▶ What needs to be done: Your copy should match the records below word for word and contain no pictures.

▶ Records for processing:
::::

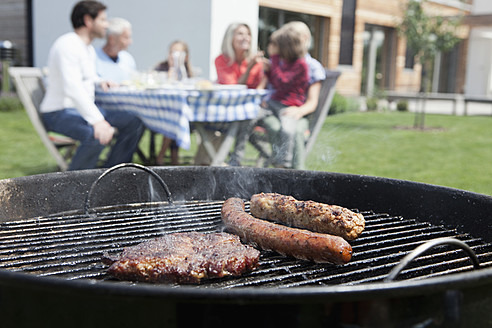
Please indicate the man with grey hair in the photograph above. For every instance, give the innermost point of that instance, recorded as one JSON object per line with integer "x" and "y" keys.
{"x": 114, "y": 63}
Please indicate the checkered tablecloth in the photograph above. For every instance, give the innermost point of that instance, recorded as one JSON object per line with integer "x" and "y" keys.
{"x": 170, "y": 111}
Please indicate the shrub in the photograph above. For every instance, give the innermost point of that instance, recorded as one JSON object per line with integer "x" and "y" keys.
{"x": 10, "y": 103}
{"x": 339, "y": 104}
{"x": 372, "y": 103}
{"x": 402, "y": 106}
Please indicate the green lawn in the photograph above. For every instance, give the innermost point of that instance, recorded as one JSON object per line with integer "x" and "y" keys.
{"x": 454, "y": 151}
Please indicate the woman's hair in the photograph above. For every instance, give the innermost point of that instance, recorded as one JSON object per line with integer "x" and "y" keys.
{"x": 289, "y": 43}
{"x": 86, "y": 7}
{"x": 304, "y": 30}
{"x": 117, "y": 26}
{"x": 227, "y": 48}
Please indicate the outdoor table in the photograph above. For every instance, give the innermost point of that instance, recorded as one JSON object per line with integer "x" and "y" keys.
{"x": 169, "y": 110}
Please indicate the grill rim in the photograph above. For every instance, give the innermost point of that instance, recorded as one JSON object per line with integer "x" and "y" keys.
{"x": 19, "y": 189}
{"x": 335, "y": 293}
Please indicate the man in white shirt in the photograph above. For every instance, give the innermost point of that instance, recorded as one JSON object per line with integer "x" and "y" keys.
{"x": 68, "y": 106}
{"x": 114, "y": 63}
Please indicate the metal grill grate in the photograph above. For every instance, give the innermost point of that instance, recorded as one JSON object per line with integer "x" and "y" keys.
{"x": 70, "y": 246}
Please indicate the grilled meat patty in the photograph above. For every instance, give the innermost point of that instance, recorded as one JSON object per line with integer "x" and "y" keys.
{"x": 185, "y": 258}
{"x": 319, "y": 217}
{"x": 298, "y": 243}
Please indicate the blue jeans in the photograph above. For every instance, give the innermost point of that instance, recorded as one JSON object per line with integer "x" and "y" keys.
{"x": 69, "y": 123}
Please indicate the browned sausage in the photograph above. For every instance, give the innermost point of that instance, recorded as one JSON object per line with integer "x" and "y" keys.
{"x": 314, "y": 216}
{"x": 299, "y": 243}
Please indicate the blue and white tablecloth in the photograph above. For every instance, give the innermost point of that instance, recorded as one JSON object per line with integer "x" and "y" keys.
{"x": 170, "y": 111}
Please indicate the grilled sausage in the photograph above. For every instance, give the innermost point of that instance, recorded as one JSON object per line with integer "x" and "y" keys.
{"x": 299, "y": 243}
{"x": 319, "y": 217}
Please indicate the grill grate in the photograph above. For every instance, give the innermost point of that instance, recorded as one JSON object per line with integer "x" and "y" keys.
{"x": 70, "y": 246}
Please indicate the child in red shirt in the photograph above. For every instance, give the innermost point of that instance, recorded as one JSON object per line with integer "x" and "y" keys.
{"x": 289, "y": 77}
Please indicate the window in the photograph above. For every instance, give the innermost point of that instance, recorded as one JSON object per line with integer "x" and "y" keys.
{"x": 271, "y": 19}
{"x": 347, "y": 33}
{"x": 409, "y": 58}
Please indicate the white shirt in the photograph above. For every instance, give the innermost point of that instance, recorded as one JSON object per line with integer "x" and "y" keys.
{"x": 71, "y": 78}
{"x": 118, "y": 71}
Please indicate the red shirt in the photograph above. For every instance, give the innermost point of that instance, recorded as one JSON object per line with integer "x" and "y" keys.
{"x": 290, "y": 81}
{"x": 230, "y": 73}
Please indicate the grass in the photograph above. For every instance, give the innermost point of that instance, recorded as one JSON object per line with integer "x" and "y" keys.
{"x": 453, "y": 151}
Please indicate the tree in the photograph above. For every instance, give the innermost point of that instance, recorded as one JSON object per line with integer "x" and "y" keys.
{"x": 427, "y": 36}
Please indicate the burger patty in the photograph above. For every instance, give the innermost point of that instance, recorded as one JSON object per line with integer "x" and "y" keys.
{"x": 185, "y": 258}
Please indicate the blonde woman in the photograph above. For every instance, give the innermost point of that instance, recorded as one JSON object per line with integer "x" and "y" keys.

::::

▶ Response for this exercise:
Please indicate the man with grey hair in the photograph above. For every instance, give the innermost point of that instance, recorded as one JSON object per line with integer "x" and "y" keys.
{"x": 114, "y": 63}
Please indicate the checkered tablecloth in the photograph above. For every instance, give the innermost point of that instance, recorded as one JSON object per line with integer "x" and "y" keys.
{"x": 170, "y": 111}
Please indicate the shrub in the photograph above. For every instance, give the innermost point of that instance, recorded as one JSON object per line with integer "x" and "y" keys.
{"x": 10, "y": 103}
{"x": 339, "y": 104}
{"x": 372, "y": 103}
{"x": 402, "y": 106}
Please indicate the green lawn in the photograph above. For every instance, give the innermost point of that instance, recorded as one JSON object per line with integer "x" and "y" keys.
{"x": 454, "y": 151}
Please indicate the woman's hair in the photograph above. For every instance, give the innermost point of that instance, recorded as one JSON object per line with integer "x" and "y" keys.
{"x": 289, "y": 43}
{"x": 86, "y": 7}
{"x": 304, "y": 30}
{"x": 117, "y": 26}
{"x": 227, "y": 48}
Please indicate the outdoor table in the photograph above. For every instance, give the innermost point of that instance, recorded as one JSON object per line with integer "x" and "y" keys.
{"x": 169, "y": 110}
Please indicate the grill rim in the photograph above. For every instance, give the innermost point of that instance, recorded as one JSON object per line with integer "x" and "y" keys.
{"x": 19, "y": 189}
{"x": 335, "y": 293}
Please indicate the man in white shirt in the photograph above. For every instance, give the innermost point of that instance, recorded as one JSON object per line with integer "x" and "y" keys.
{"x": 68, "y": 106}
{"x": 114, "y": 63}
Please indicate the metal grill grate in the photograph above. For every instance, give the innermost point of that instance, recorded as one JSON object per line with integer "x" and "y" keys.
{"x": 70, "y": 246}
Please indicate the grilled meat patty in the photograph above. For every instance, give the innermost point of that instance, recorded as one JSON object per line with integer "x" and "y" keys.
{"x": 185, "y": 258}
{"x": 319, "y": 217}
{"x": 298, "y": 243}
Please indicate the blue jeans in the photograph above. For every instance, give the innermost point of that instance, recorded as one JSON object per line with integer "x" and "y" keys.
{"x": 69, "y": 123}
Please indicate the browned sausage in the photograph above. For every instance, give the innermost point of that instance, recorded as one JSON object per line with integer "x" and "y" keys.
{"x": 314, "y": 216}
{"x": 299, "y": 243}
Please indicate the blue and white tablecloth in the photograph above. For every instance, give the innermost point of that instance, recorded as one JSON object per line with integer "x" and "y" keys.
{"x": 170, "y": 111}
Please indicate the grilled sausage in the photograph above. For every instance, give the innermost point of that instance, recorded as one JSON object per line with integer "x" and "y" keys.
{"x": 299, "y": 243}
{"x": 319, "y": 217}
Please indicate the grill grate in the photograph above. For every instance, give the innermost point of that instance, recorded as one JSON object per line with integer "x" and "y" keys.
{"x": 70, "y": 246}
Please indicate the child in red shirt in the photograph above. For every instance, give the innermost point of that instance, recorded as one JSON object per line with integer "x" and "y" keys.
{"x": 289, "y": 77}
Please indicate the window in the photograph above. For every instance, give the innermost point of that instance, recorded as one JSON object per line with integer "x" and "y" keys.
{"x": 271, "y": 19}
{"x": 347, "y": 33}
{"x": 409, "y": 58}
Please indicate the white shirt in the photograph above. For every instance, give the innermost point of that instance, recorded as one JSON object per line with integer "x" and "y" keys.
{"x": 71, "y": 78}
{"x": 118, "y": 71}
Please indicate the red shirt in the photograph above. For every instance, give the innermost point of that instance, recorded as one JSON object per line with integer "x" and "y" keys.
{"x": 290, "y": 81}
{"x": 230, "y": 73}
Please indicate the grass in the photograph above. For every instance, give the innermost point of that instance, recorded as one JSON object per line with integer "x" and "y" keys.
{"x": 453, "y": 151}
Please indicate the tree in the photograph above. For every instance, give the innermost point of that instance, recorded as one JSON object per line with integer "x" and "y" keys.
{"x": 427, "y": 36}
Please indicate the burger patty in the photograph above. For every instance, give the innermost point of that instance, recorded as one JSON object per line with integer "x" and "y" keys.
{"x": 185, "y": 258}
Please indicate the blonde woman in the photograph above. For every instance, give the innermost point of that instance, recorded as one JSON object per line with integer "x" and "y" keys.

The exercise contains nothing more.